_How to complete this task:_ Copying starts at the line containing "point: the city in this photo" and stops after the last line of the records; each line is repeated exactly, and pictures are skipped.

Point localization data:
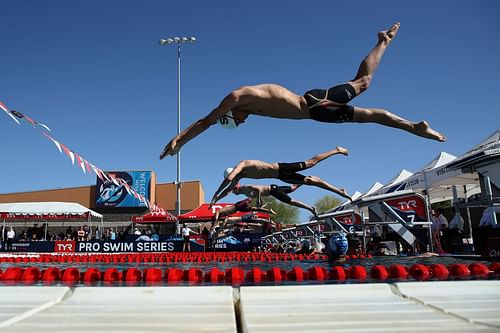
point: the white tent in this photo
(395, 183)
(436, 180)
(373, 189)
(484, 157)
(46, 208)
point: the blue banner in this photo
(109, 194)
(237, 242)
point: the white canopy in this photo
(46, 208)
(395, 183)
(435, 179)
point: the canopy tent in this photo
(484, 157)
(45, 210)
(395, 183)
(155, 217)
(206, 213)
(435, 180)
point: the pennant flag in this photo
(28, 119)
(3, 107)
(69, 153)
(97, 171)
(84, 164)
(87, 166)
(53, 140)
(80, 161)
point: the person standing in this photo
(185, 236)
(11, 234)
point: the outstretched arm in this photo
(229, 102)
(227, 184)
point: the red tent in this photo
(205, 213)
(155, 217)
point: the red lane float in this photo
(236, 275)
(379, 272)
(419, 272)
(439, 271)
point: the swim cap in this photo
(227, 172)
(227, 120)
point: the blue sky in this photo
(94, 72)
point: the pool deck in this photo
(449, 306)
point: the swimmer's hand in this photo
(171, 149)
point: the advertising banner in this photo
(237, 242)
(102, 246)
(111, 194)
(135, 246)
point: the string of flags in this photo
(85, 165)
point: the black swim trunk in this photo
(330, 106)
(243, 205)
(280, 193)
(287, 172)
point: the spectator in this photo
(376, 233)
(112, 234)
(81, 234)
(185, 235)
(11, 234)
(487, 219)
(23, 236)
(438, 221)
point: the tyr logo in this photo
(407, 205)
(64, 246)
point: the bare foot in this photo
(424, 130)
(315, 213)
(388, 35)
(343, 193)
(342, 150)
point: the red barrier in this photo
(276, 274)
(256, 275)
(214, 276)
(297, 274)
(459, 271)
(479, 270)
(419, 272)
(398, 272)
(357, 273)
(338, 273)
(153, 275)
(51, 274)
(111, 275)
(70, 275)
(31, 275)
(173, 275)
(193, 275)
(317, 273)
(234, 275)
(91, 275)
(132, 275)
(12, 274)
(439, 271)
(379, 272)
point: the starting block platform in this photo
(450, 306)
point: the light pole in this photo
(178, 41)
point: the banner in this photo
(237, 242)
(174, 245)
(130, 191)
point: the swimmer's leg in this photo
(320, 157)
(384, 117)
(316, 181)
(369, 64)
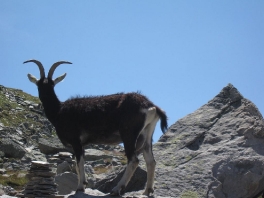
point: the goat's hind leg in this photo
(147, 152)
(79, 153)
(129, 144)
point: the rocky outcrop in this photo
(217, 151)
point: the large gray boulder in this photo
(11, 149)
(216, 151)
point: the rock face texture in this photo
(216, 151)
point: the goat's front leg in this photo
(130, 169)
(79, 152)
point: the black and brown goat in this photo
(129, 118)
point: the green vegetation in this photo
(189, 194)
(15, 179)
(12, 114)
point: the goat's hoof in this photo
(148, 191)
(117, 191)
(80, 190)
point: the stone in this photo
(136, 183)
(67, 182)
(51, 146)
(11, 148)
(63, 167)
(41, 181)
(216, 151)
(94, 154)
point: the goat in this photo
(112, 119)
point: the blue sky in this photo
(180, 54)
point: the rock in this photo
(63, 167)
(67, 182)
(2, 171)
(51, 146)
(11, 148)
(41, 181)
(89, 193)
(93, 155)
(136, 183)
(216, 151)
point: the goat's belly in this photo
(101, 138)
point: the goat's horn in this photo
(41, 68)
(54, 66)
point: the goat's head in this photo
(48, 79)
(46, 84)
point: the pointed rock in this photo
(216, 151)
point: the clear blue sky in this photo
(180, 54)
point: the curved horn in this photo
(41, 68)
(54, 66)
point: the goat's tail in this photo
(163, 119)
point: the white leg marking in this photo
(151, 120)
(130, 169)
(81, 174)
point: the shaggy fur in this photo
(129, 118)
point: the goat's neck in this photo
(51, 105)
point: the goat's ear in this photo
(59, 79)
(32, 79)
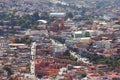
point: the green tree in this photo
(87, 34)
(10, 72)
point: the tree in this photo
(87, 34)
(10, 72)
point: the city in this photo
(59, 40)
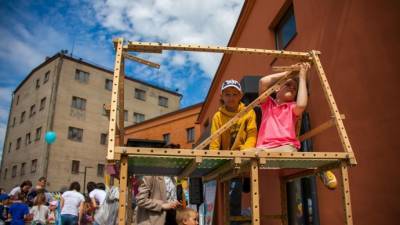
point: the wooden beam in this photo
(332, 105)
(154, 47)
(255, 193)
(114, 100)
(328, 124)
(249, 107)
(188, 170)
(142, 61)
(123, 183)
(346, 194)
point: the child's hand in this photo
(304, 67)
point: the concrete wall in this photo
(359, 44)
(174, 123)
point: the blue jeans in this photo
(67, 219)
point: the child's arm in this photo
(302, 95)
(267, 81)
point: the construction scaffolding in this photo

_Written solution:_
point: the city in this photo
(59, 40)
point: the wooden beam in this photo
(332, 105)
(154, 47)
(255, 193)
(114, 100)
(328, 124)
(249, 107)
(188, 170)
(142, 61)
(123, 183)
(346, 194)
point: the child's hand in this photo
(304, 67)
point: the concrete wall in this photo
(359, 44)
(174, 123)
point: the blue jeans in this photo
(67, 219)
point: the child's arm in this photo
(302, 95)
(267, 81)
point: the construction scaffolding in this photo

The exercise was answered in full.